Selected excerpt:
= = = = =
Digital postprocessing and image segmentation for objective analysis of colorimetric reactions

• Published in: Nature protocols Vol. 16; no. 1; pp. 218 - 238
• Main Authors: Woolf, M. Shane, Dignan, Leah M., Scott, Anchi T., Landers, James P.
• Format: Journal Article
• Language: English
• Published: London Nature Publishing Group UK 01.01.2021; Nature Publishing Group
• Subjects: 631/1647/2196/2197; 631/1647/794; 639/638/11; 639/638/45; Algorithms; Analysis; Analytical Chemistry; Applications programs; Biological assay; Biological Techniques; Biomedical and Life Sciences; Cameras; Color; Colorimetric analysis; Colorimetry; Colorimetry - instrumentation; Colorimetry - methods; Coloring Agents - analysis; Computational Biology/Bioinformatics; Computer programming; Computer programs; Computer vision; Digital cameras; Digital imaging; Digitization; Equipment Design; Fluorescence; Image analysis; Image processing; Image Processing, Computer-Assisted - instrumentation; Image Processing, Computer-Assisted - methods; Image segmentation; Lab-On-A-Chip Devices; Life Sciences; Methods; Microarrays; Optical properties; Organic Chemistry; Pattern recognition; Protocol; Robustness (mathematics); Scanners; Signal processing; Smartphones; Software; Technology application; Workflow; United States
• ISSN: 1754-2189; 1750-2799; 1750-2799
• DOI: 10.1038/s41596-020-00413-0

Recently, there has been an explosion of scientific literature describing the use of colorimetry for monitoring the progression or the endpoint result of colorimetric reactions. The availability of inexpensive imaging technology (e.g., scanners, Raspberry Pi, smartphones and other sub-$50 digital cameras) has lowered the barrier to accessing cost-efficient, objective detection methodologies. However, to exploit these imaging devices as low-cost colorimetric detectors, it is paramount that they interface with flexible software that is capable of image segmentation and probing a variety of color spaces (RGB, HSB, Y’UV, L*a*b*, etc.). Development of tailor-made software (e.g., smartphone applications) for advanced image analysis requires complex, custom-written processing algorithms, advanced computer programming knowledge and/or expertise in physics, mathematics, pattern recognition and computer vision and learning. Freeware programs, such as ImageJ, offer an alternative, affordable path to robust image analysis. Here we describe a protocol that uses the ImageJ program to process images of colorimetric experiments. In practice, this protocol consists of three distinct workflow options. This protocol is accessible to uninitiated users with little experience in image processing or color science and does not require fluorescence signals, expensive imaging equipment or custom-written algorithms. We anticipate that total analysis time per region of interest is ~6 min for new users and <3 min for experienced users, although initial color threshold determination might take longer. This protocol provides ImageJ-based workflows for the analysis of images obtained from colorimetric assays. New users can take advantage of a basic workflow; more experienced users can benefit from more advanced analysis procedures.
= = = = =
Source material:

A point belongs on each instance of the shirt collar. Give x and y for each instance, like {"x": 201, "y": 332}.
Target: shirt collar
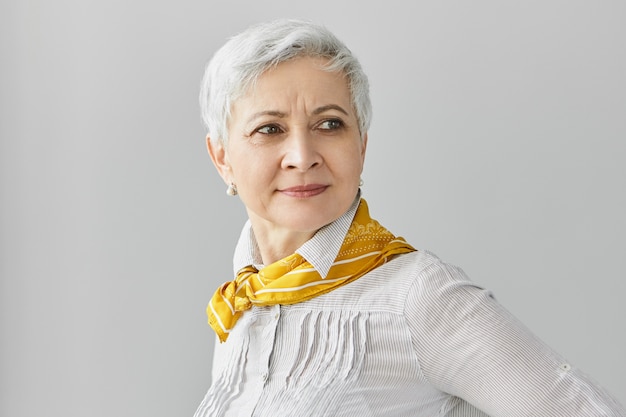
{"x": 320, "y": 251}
= = = = =
Assigned task:
Edit the record on colorimetric image analysis from "Digital postprocessing and" up to and including "Landers, James P.", putting "post-processing" wherever "postprocessing" appears.

Task solution:
Digital post-processing and image segmentation for objective analysis of colorimetric reactions

• Published in: Nature protocols Vol. 16; no. 1; pp. 218 - 238
• Main Authors: Woolf, M. Shane, Dignan, Leah M., Scott, Anchi T., Landers, James P.